So many hundred priests, talented and learned, speaking from so many hundred pulpits and altars, guiding the consciences of so many millions of men, are a power able to defeat all the productions of a licentious press; and if, united by a common zeal, they but lock hands and pull together, they cannot fail to realize the already quoted expression of our holy Father, Pius IX., speaking of France, to inundate the country with good publications. We priests often fail to realize our power and influence.
Nor should the laity be idle. "In the day of a nation's peril," says Tertullian, "every citizen becomes a soldier; in the great struggles of the faith, every Christian becomes an apostle." Let the sacred fire of zeal pass from the bosom of the priest to burn in the breasts of the laity. There is a certain priesthood of the laity, which they do not sufficiently understand. They are too apt to be passive, to let the priest do all the labor, and only help him when called and urged; they forget that piety and good works are as essential to them as to their spiritual directors, and that so far from, their zeal being an intrusion on that of the priesthood, it is an acceptable assistance. How many a poor, tired priest longs that some good layman would relieve him of a portion of his burden, and enable him to bear the load and responsibility of his parish! We call on the laity, then, to come to the rescue: help in the cause of God! Found libraries; or at any rate, stock a few shelves in your own homes with good books for yourselves and your friends or children. Become propagandists! You propagate the faith; you aid the pope, the bishops, and the priests; you are doing a work acceptable to God, when you help to spread good books or periodicals. Encourage others by your example. Are you a young man? Engage others with you in the cause of Catholic literature. Can you write? Have you a ready pen? Why not write a tract, or a good article for a Catholic paper? or buy it and give to your infidel or Protestant neighbors? You may save a soul by giving that little tract. You may save a soul for one cent! Do not be afraid because you are said to be too young; or, if some one patronizingly informs you of the fact, be sure you are right, and that God is on your side; then go ahead.
..........
### Aim 1
Reproduce word for word the stretch of the passage on Catholic reading from "So many hundred priests, talented" through "power and influence.".
### Aim 2
Answer these questions from the passage on Catholic reading:
(a) Which pope does the passage quote as speaking of France?
(b) Who is quoted saying that in a nation's peril every citizen becomes a soldier?
(c) For what sum does the passage say a soul may be saved?
..........
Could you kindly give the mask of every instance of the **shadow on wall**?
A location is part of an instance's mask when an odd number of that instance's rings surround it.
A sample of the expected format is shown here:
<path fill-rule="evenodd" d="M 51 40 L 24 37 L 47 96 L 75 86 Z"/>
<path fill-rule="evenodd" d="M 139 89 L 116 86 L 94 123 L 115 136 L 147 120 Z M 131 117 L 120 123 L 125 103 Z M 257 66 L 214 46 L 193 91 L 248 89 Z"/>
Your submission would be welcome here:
..........
### Exercise solution 1
So many hundred priests, talented and learned, speaking from so many hundred pulpits and altars, guiding the consciences of so many millions of men, are a power able to defeat all the productions of a licentious press; and if, united by a common zeal, they but lock hands and pull together, they cannot fail to realize the already quoted expression of our holy Father, Pius IX., speaking of France, to inundate the country with good publications. We priests often fail to realize our power and influence.

### Exercise solution 2
(a) Pius IX.
(b) Tertullian.
(c) One cent.